» Aim of the exercise:
Report every line in the material that contains the word "handle", and treat uppercase and lowercase letters as distinct.

» Dataset:
↓
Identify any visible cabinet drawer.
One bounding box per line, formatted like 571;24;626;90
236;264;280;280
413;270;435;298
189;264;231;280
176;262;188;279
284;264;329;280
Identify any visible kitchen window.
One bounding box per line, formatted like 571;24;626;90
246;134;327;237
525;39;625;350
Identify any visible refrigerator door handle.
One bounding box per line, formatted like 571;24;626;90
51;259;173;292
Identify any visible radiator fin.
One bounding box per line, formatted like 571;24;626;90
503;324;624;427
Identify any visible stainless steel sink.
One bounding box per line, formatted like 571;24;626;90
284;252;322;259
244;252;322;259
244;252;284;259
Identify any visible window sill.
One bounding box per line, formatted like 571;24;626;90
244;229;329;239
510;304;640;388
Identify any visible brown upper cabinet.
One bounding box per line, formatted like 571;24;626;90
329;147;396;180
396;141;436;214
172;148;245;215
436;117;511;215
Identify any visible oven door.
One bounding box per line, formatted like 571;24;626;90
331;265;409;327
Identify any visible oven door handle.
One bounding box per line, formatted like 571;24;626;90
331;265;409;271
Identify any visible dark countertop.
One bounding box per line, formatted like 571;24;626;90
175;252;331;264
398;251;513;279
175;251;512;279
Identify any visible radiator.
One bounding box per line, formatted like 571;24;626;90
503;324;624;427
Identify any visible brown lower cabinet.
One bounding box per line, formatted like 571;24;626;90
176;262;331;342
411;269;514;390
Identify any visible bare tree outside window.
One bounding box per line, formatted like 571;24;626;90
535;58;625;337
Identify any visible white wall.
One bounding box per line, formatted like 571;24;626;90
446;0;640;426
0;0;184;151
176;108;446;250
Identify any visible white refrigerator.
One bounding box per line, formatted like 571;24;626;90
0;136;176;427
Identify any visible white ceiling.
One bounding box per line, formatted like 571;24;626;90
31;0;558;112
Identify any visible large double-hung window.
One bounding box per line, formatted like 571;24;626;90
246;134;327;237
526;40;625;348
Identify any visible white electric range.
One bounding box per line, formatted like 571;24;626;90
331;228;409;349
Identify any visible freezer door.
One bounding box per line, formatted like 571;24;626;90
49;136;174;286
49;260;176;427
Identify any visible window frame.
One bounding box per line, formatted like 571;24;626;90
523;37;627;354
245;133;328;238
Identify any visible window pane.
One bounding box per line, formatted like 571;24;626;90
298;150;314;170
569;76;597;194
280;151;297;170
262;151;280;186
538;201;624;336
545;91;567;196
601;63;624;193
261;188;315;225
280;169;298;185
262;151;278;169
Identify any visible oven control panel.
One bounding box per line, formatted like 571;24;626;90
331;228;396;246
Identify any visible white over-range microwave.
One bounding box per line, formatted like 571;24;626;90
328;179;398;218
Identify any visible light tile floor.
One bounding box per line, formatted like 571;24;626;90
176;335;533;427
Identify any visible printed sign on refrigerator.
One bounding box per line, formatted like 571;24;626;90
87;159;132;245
↑
↓
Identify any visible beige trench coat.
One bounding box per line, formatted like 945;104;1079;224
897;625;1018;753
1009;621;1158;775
↑
↓
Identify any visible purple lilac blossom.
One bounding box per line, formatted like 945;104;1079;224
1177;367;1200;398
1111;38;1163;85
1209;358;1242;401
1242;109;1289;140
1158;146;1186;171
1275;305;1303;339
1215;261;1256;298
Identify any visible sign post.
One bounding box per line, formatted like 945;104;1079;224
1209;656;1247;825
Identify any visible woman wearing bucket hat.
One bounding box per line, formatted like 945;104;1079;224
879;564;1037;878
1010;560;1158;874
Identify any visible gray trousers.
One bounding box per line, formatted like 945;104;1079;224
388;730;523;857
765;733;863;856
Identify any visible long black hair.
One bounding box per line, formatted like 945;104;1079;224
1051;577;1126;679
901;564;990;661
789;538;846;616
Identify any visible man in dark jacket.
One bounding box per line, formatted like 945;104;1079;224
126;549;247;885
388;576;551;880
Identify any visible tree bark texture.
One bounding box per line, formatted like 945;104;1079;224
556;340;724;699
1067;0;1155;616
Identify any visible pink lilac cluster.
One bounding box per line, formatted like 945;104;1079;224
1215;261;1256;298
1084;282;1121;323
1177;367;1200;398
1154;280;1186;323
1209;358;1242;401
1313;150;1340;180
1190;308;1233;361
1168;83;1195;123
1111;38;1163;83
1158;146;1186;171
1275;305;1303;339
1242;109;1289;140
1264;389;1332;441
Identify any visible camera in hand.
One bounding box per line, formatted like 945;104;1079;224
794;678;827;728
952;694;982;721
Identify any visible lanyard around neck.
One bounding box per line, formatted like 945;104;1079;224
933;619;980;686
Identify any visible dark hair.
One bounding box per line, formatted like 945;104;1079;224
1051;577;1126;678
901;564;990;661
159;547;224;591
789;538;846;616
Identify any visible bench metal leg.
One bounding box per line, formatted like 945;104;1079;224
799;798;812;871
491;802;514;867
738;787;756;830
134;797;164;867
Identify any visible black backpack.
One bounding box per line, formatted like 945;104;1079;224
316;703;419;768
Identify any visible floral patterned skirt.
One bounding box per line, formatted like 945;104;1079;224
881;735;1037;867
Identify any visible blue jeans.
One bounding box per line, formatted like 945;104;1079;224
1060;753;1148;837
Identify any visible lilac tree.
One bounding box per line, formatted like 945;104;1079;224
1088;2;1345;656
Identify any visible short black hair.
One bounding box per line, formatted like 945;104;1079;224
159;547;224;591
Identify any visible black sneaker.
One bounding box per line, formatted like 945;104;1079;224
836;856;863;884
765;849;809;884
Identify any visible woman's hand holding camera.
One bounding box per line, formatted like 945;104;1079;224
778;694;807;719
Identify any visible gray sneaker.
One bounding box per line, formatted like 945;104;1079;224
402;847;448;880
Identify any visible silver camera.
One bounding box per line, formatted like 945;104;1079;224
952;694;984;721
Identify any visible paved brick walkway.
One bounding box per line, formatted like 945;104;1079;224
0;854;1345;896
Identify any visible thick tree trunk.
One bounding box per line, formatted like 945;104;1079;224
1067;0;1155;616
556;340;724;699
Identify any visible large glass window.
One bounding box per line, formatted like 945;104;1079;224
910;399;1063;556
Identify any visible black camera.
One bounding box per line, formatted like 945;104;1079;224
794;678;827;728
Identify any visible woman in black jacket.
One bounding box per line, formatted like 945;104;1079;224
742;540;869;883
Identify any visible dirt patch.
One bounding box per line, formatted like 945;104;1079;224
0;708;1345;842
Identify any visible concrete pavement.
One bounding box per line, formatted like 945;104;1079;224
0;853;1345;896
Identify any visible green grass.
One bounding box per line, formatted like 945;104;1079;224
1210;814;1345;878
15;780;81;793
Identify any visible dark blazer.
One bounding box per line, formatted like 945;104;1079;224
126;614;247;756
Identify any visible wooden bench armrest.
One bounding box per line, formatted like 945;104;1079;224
↑
» Task solution:
Identify any visible refrigerator door handle.
Identify any visible oven door handle.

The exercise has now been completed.